*DATA FOR THIS TASK*
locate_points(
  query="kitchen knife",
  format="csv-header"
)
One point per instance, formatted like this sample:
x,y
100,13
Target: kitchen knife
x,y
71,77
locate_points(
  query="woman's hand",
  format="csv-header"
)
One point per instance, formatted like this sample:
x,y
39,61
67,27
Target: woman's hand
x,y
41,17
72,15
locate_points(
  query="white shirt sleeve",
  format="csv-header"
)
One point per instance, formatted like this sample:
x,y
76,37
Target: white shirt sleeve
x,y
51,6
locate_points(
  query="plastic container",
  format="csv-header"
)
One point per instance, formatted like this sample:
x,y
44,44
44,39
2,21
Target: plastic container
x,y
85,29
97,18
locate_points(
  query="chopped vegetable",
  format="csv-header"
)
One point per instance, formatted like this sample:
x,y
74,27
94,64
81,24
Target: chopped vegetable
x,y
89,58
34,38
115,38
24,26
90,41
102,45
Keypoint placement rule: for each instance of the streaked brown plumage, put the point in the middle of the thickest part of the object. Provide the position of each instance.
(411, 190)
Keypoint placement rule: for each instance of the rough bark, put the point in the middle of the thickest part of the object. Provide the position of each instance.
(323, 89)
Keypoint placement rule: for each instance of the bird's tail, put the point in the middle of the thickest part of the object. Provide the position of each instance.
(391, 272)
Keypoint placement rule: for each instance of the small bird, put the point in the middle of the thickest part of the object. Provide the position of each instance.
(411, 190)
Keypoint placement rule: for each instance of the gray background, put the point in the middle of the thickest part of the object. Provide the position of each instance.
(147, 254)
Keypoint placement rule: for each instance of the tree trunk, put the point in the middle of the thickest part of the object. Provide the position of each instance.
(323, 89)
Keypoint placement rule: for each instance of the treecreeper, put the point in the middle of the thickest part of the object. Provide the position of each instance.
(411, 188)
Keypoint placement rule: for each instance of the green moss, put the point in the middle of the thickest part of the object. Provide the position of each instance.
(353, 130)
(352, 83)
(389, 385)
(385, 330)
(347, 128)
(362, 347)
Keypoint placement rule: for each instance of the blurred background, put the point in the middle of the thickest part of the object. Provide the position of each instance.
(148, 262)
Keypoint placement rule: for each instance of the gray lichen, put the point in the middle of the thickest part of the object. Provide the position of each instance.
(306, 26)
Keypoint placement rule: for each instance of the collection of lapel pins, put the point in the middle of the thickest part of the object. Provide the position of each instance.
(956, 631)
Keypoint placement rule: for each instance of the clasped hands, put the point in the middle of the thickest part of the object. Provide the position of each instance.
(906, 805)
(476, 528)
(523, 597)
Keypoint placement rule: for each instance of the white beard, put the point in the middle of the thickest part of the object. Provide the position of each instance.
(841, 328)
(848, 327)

*TASK OBJECTIVE*
The response should be an exact copy of every line above.

*EXPECTED ANSWER*
locate_points(
  query="kitchen knife",
  format="csv-header"
)
One point per instance, formatted like this sample:
x,y
100,13
Target: kitchen knife
x,y
71,77
locate_points(
  query="woman's hand",
  format="csv-header"
)
One point per instance, formatted like this sample:
x,y
39,61
67,27
Target: woman's hand
x,y
41,17
72,15
locate_points(
  query="white shirt sleeve",
  format="csv-header"
)
One point per instance, formatted like this sample:
x,y
76,37
Target: white shirt sleeve
x,y
51,6
locate_points(
  query="plastic container",
  format="csv-header"
)
One point per instance, formatted like this sample:
x,y
44,44
44,39
2,21
Target: plastic container
x,y
85,29
97,18
locate_points(
  query="chopped vegetable",
  format="csv-header"
)
One point per instance, formatted like this sample:
x,y
74,27
94,64
81,24
Target: chopped vegetable
x,y
89,58
34,38
115,38
24,26
90,41
102,45
Keypoint placement rule: for each instance of the streaked brown plumage, put the point in the middle of the thickest part of the object. Provide the position of each instance.
(411, 190)
Keypoint placement rule: for each instance of the rough bark, put the point in the middle of the thickest part of the object. Provide the position of each instance.
(323, 89)
Keypoint placement rule: for each instance of the bird's tail, put the point in the middle of the thickest part of the object. Provide the position of each instance.
(391, 272)
Keypoint placement rule: for each instance of the small bird, put the point in the middle of the thickest part of the object. Provide the position of each instance.
(411, 190)
Keypoint placement rule: for each instance of the gray background, put the point in the middle of the thickest part of the object. Provide the position of each instance.
(147, 254)
Keypoint placement rule: for each instance of the tree trunk, put the point in the middle of the thickest part of the object. Provide the position of each instance.
(323, 89)
Keypoint placement rule: for each instance of the treecreeper, put the point in the middle of the thickest part of the object. Provide the position of each instance.
(411, 188)
Keypoint placement rule: for each instance of the green moss, put the point in the middle of the thickest part of the object. Provide the position of each instance.
(353, 130)
(352, 83)
(389, 385)
(385, 330)
(347, 128)
(362, 347)
Keypoint placement rule: for each instance of the blurred background, put the point in the middle of the thickest part of the object. Provide the position of each instance.
(148, 262)
Keypoint placement rule: for each instance of the gray lichen, put the point in the middle of the thickest part of the object. Provide the position of each instance.
(306, 26)
Keypoint placement rule: for each instance of the collection of lapel pins, put the point in the middle of the thickest part of the object. Provide the position of each instance.
(956, 631)
Keypoint placement rule: for each instance of the clasped hands, put the point in the middle of the thickest part of the object. Provide the position of each instance.
(906, 805)
(476, 528)
(523, 597)
Keypoint placement rule: for each instance of the white beard, put the point in the middle of the thickest part of the object. Provide the position of each instance.
(841, 328)
(848, 327)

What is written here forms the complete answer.